Your goal: Collect every line in the items below that contains the word "tiger", and copy each one out.

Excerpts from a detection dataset
::::

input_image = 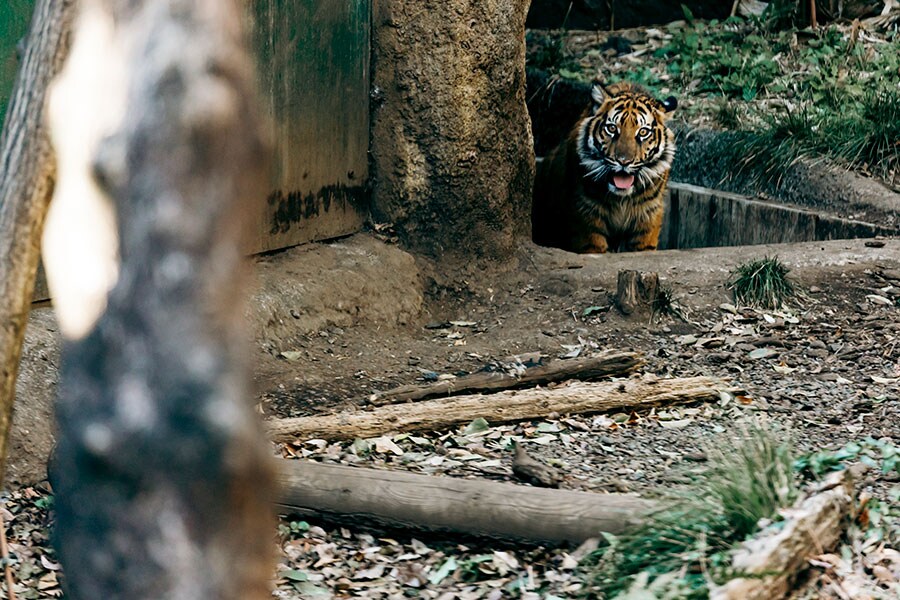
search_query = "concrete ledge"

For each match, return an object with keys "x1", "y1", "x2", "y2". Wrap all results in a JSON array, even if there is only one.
[{"x1": 660, "y1": 183, "x2": 900, "y2": 249}]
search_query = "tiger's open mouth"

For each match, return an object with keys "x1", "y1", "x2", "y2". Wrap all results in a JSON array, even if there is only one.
[{"x1": 612, "y1": 171, "x2": 634, "y2": 192}]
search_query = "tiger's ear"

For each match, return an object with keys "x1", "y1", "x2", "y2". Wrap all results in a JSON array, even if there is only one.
[{"x1": 591, "y1": 82, "x2": 610, "y2": 107}]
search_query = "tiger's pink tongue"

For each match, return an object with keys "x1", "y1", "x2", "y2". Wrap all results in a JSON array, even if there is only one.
[{"x1": 613, "y1": 173, "x2": 634, "y2": 190}]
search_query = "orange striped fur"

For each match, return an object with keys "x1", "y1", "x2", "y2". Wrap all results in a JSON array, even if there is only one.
[{"x1": 532, "y1": 83, "x2": 677, "y2": 253}]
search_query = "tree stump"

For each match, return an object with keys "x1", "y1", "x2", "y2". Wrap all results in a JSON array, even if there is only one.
[{"x1": 616, "y1": 270, "x2": 659, "y2": 315}]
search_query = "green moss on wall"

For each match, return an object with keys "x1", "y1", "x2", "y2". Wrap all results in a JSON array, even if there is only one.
[{"x1": 0, "y1": 0, "x2": 34, "y2": 130}]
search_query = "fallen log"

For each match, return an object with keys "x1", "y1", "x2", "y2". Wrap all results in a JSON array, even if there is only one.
[
  {"x1": 710, "y1": 469, "x2": 858, "y2": 600},
  {"x1": 267, "y1": 377, "x2": 726, "y2": 442},
  {"x1": 369, "y1": 350, "x2": 643, "y2": 406},
  {"x1": 278, "y1": 460, "x2": 653, "y2": 543}
]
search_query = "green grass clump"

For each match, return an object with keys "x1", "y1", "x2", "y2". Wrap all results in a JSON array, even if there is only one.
[
  {"x1": 728, "y1": 257, "x2": 798, "y2": 310},
  {"x1": 734, "y1": 89, "x2": 900, "y2": 184},
  {"x1": 585, "y1": 423, "x2": 797, "y2": 599}
]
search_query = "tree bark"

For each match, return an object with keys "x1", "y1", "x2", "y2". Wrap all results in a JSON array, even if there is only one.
[
  {"x1": 371, "y1": 0, "x2": 534, "y2": 264},
  {"x1": 268, "y1": 377, "x2": 725, "y2": 441},
  {"x1": 0, "y1": 0, "x2": 75, "y2": 480},
  {"x1": 279, "y1": 460, "x2": 653, "y2": 543},
  {"x1": 370, "y1": 350, "x2": 643, "y2": 406},
  {"x1": 44, "y1": 0, "x2": 274, "y2": 600}
]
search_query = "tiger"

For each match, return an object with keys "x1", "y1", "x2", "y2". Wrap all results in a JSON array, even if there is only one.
[{"x1": 531, "y1": 83, "x2": 678, "y2": 253}]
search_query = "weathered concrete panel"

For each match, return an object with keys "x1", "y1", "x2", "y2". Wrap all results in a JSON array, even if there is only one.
[{"x1": 248, "y1": 0, "x2": 371, "y2": 252}]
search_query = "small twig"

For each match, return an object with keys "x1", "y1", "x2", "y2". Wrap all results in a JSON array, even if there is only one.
[{"x1": 0, "y1": 512, "x2": 16, "y2": 600}]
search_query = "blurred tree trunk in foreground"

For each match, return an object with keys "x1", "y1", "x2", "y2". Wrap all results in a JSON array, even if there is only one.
[
  {"x1": 44, "y1": 0, "x2": 274, "y2": 600},
  {"x1": 0, "y1": 0, "x2": 75, "y2": 480}
]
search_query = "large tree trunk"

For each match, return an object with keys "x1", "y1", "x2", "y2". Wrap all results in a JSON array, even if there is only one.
[
  {"x1": 371, "y1": 0, "x2": 534, "y2": 259},
  {"x1": 0, "y1": 0, "x2": 75, "y2": 480},
  {"x1": 44, "y1": 0, "x2": 274, "y2": 600}
]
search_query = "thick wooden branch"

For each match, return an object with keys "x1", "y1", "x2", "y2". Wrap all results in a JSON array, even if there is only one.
[
  {"x1": 369, "y1": 350, "x2": 643, "y2": 406},
  {"x1": 268, "y1": 377, "x2": 725, "y2": 441},
  {"x1": 710, "y1": 469, "x2": 856, "y2": 600},
  {"x1": 279, "y1": 460, "x2": 653, "y2": 543},
  {"x1": 0, "y1": 0, "x2": 76, "y2": 480}
]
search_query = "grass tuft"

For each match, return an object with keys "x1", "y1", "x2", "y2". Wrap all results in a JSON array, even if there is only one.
[
  {"x1": 652, "y1": 286, "x2": 687, "y2": 321},
  {"x1": 585, "y1": 422, "x2": 797, "y2": 599},
  {"x1": 728, "y1": 256, "x2": 799, "y2": 310},
  {"x1": 734, "y1": 90, "x2": 900, "y2": 184}
]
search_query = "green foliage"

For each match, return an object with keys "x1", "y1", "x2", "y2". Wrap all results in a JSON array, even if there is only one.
[
  {"x1": 278, "y1": 521, "x2": 309, "y2": 540},
  {"x1": 652, "y1": 286, "x2": 687, "y2": 321},
  {"x1": 526, "y1": 30, "x2": 566, "y2": 73},
  {"x1": 794, "y1": 437, "x2": 900, "y2": 478},
  {"x1": 728, "y1": 257, "x2": 798, "y2": 310},
  {"x1": 657, "y1": 18, "x2": 790, "y2": 101},
  {"x1": 794, "y1": 437, "x2": 900, "y2": 547},
  {"x1": 585, "y1": 424, "x2": 797, "y2": 599},
  {"x1": 0, "y1": 0, "x2": 34, "y2": 126}
]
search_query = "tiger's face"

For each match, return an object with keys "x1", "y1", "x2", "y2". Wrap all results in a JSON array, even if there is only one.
[{"x1": 578, "y1": 83, "x2": 678, "y2": 196}]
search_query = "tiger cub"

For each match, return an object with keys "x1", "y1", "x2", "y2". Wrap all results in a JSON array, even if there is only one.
[{"x1": 531, "y1": 83, "x2": 678, "y2": 253}]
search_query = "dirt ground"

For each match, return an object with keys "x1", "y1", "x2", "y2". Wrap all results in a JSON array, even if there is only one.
[
  {"x1": 4, "y1": 234, "x2": 900, "y2": 599},
  {"x1": 246, "y1": 236, "x2": 900, "y2": 598}
]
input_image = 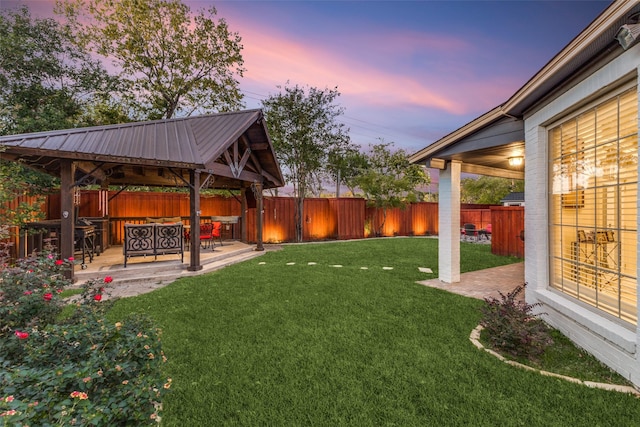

::::

Correct answer:
search_query = "tiger's open mouth"
search_query = "tiger's ear"
search_query = "tiger's pink tongue"
search_query = "tiger"
search_query = "tiger's face"
search_query = "tiger cub"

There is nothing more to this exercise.